# Records shown start

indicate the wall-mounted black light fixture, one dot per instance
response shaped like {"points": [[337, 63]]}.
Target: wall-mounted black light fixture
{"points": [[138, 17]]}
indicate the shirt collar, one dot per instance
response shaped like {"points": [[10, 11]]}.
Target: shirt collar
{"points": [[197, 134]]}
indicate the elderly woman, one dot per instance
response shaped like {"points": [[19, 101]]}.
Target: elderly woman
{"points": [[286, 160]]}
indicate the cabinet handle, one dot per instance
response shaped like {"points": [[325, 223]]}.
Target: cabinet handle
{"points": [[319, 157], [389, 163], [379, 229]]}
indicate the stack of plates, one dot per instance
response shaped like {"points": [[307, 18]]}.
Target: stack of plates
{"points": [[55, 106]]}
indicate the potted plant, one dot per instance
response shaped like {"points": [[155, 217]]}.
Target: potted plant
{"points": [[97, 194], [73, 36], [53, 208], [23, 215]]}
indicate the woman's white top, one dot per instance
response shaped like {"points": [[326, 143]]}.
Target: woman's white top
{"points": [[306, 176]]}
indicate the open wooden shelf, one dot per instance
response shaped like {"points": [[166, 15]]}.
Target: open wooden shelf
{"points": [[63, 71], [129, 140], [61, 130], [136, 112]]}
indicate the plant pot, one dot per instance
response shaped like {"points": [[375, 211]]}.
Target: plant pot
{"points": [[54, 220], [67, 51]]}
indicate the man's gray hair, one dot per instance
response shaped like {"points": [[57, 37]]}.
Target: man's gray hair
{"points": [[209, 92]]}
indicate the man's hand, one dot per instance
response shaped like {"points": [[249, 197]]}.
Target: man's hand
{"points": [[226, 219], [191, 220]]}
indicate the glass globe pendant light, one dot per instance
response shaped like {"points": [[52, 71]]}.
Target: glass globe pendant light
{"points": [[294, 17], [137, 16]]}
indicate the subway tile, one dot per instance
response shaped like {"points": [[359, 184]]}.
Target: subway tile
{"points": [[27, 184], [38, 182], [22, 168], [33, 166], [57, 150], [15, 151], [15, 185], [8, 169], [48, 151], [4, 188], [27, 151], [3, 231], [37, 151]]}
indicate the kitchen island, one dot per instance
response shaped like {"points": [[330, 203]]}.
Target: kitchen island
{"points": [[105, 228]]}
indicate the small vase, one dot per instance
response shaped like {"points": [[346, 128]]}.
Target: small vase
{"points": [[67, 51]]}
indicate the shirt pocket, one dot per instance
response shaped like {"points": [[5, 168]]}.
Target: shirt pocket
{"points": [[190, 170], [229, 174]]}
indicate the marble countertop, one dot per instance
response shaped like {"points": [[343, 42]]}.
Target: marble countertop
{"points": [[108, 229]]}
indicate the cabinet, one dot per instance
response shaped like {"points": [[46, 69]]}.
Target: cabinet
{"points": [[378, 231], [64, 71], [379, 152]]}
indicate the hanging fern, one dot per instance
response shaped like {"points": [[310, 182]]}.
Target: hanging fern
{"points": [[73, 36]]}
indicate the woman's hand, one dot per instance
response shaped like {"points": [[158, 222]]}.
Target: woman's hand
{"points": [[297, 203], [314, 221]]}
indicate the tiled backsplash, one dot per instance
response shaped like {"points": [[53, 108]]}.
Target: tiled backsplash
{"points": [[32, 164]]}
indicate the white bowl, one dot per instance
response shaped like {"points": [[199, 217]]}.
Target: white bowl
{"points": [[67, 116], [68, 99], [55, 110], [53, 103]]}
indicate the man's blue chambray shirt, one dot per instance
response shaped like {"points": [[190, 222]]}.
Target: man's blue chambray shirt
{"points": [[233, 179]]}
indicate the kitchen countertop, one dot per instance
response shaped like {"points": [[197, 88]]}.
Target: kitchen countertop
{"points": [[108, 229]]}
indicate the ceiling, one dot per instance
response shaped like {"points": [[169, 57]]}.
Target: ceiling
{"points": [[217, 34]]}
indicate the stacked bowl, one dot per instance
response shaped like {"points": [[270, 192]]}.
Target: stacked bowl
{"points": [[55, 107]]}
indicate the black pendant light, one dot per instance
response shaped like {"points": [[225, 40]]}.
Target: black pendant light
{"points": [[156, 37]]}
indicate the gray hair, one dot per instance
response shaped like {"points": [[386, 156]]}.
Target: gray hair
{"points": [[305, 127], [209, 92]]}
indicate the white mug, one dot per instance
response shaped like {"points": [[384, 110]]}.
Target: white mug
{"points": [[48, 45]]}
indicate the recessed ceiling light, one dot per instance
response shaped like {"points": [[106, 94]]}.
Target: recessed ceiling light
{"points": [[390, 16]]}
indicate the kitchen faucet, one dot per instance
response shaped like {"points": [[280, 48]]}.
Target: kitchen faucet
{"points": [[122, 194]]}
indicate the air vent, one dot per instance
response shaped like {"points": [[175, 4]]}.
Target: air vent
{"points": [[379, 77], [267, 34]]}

# Records shown end

● Work to be completed: Reproduce the listing in full, substituting "one point per instance" for every occurrence of "one dot per instance" and leaving all other text unchanged.

● Exercise solution:
indicate the wall-mounted black light fixture, one point per instance
response shaped like {"points": [[337, 63]]}.
Target: wall-mounted black light fixture
{"points": [[138, 17]]}
indicate the shirt collar, one point per instance
response shaped like {"points": [[10, 11]]}.
Target: shirt collar
{"points": [[197, 134]]}
indicate the elderly woman, one point per instance
response shaped like {"points": [[19, 101]]}.
Target: elderly woman
{"points": [[286, 160]]}
indicate the cabinet handle, one point per instance
response shaped like {"points": [[325, 223]]}.
Target: cabinet handle
{"points": [[319, 157], [389, 163], [379, 229]]}
indicate the stack of plates, one point per instance
response shaped like {"points": [[307, 18]]}.
Target: stack of plates
{"points": [[55, 106]]}
indicate the potted plant, one point per instance
response shaped like {"points": [[155, 217]]}.
Target: potted plant
{"points": [[97, 194], [73, 36], [53, 208], [23, 215]]}
indicate the woman's white top, one point per instance
response shaped like {"points": [[326, 143]]}.
Target: woman's white top
{"points": [[306, 176]]}
indicate the open wooden shelf, one point per instance
response shaped like {"points": [[166, 15]]}.
Target: open wooden shelf
{"points": [[63, 71], [129, 140], [61, 130], [136, 112]]}
indicate the plant pot, one point per instance
response shaped like {"points": [[375, 211]]}.
Target: plant pot
{"points": [[54, 220], [67, 51]]}
indicate the man's gray hair, one point per instance
response shaped like {"points": [[57, 37]]}.
Target: man's gray hair
{"points": [[209, 92]]}
indicate the man's hand, one point per instance
response shaped like {"points": [[249, 197]]}.
Target: man's hand
{"points": [[226, 219], [191, 220]]}
indicate the glass globe pendant light, one point per instance
response shaped like {"points": [[52, 71]]}.
Target: glass globe pendant light
{"points": [[294, 17], [137, 16]]}
indicate the subway tile, one point per instance
response shaped like {"points": [[359, 184]]}.
Target: subway tile
{"points": [[27, 184], [38, 182], [22, 168], [33, 166], [57, 150], [15, 151], [15, 185], [8, 169], [48, 151], [4, 188], [27, 151], [3, 231], [37, 151]]}
indicate the kitchen island, one point per instance
response shaped like {"points": [[330, 203]]}.
Target: kitchen island
{"points": [[105, 228]]}
indicate the small vase, one point per instance
response shaped like {"points": [[346, 128]]}.
Target: small vase
{"points": [[67, 51]]}
indicate the shirt pocket, one point per instance
response shaped like {"points": [[5, 168]]}.
Target: shirt pocket
{"points": [[190, 170], [229, 174]]}
indicate the marble countertop, one point per instance
response shaped like {"points": [[343, 42]]}.
Target: marble countertop
{"points": [[108, 229]]}
indicate the cabinet, one point per instance
response shaped like {"points": [[46, 69]]}.
Target: cabinet
{"points": [[378, 231], [64, 71], [379, 152]]}
indicate the hanging fern, one point per instance
response shaped like {"points": [[310, 182]]}.
Target: hanging fern
{"points": [[73, 36]]}
indicate the woman's hand, one point per instance
response shaped like {"points": [[158, 222]]}.
Target: woman's hand
{"points": [[297, 203], [314, 221]]}
indicate the tiled backsplash, one point per instance
response shaped like {"points": [[53, 108]]}.
Target: tiled backsplash
{"points": [[32, 164]]}
indicate the white bowl, one point per instance
response shaped like {"points": [[199, 217]]}.
Target: white bowl
{"points": [[67, 116], [68, 99], [55, 110], [53, 103]]}
indicate the man's blue chambray shirt, one point per instance
response shaped like {"points": [[190, 222]]}.
Target: man's blue chambray shirt
{"points": [[233, 179]]}
indicate the kitchen countertop, one point per instance
response shaped like {"points": [[197, 88]]}.
Target: kitchen countertop
{"points": [[108, 229]]}
indicate the ceiling, one point per instance
response shaped like {"points": [[169, 57]]}.
Target: ceiling
{"points": [[217, 34]]}
indicate the stacked bowl, one point per instance
response shaped like {"points": [[270, 192]]}.
Target: stacked bowl
{"points": [[55, 107]]}
indicate the black pendant light, one point per instance
response shaped like {"points": [[225, 40]]}.
Target: black pendant light
{"points": [[156, 37]]}
indicate the gray hair, one point per instance
response shaped like {"points": [[386, 156]]}.
Target: gray hair
{"points": [[305, 127], [209, 92]]}
indicate the white mug, one point per instance
response shaped like {"points": [[384, 110]]}.
Target: white mug
{"points": [[48, 45]]}
indicate the recessed ceiling light, one point per instance
response shaped like {"points": [[106, 94]]}.
Target: recessed ceiling light
{"points": [[390, 16]]}
indicate the kitchen faucet, one point per instance
response shaped like {"points": [[280, 48]]}.
Target: kitchen faucet
{"points": [[122, 194]]}
indicate the air vent, one point per instance
response shaped like {"points": [[175, 4]]}.
Target: air vent
{"points": [[379, 77], [267, 34]]}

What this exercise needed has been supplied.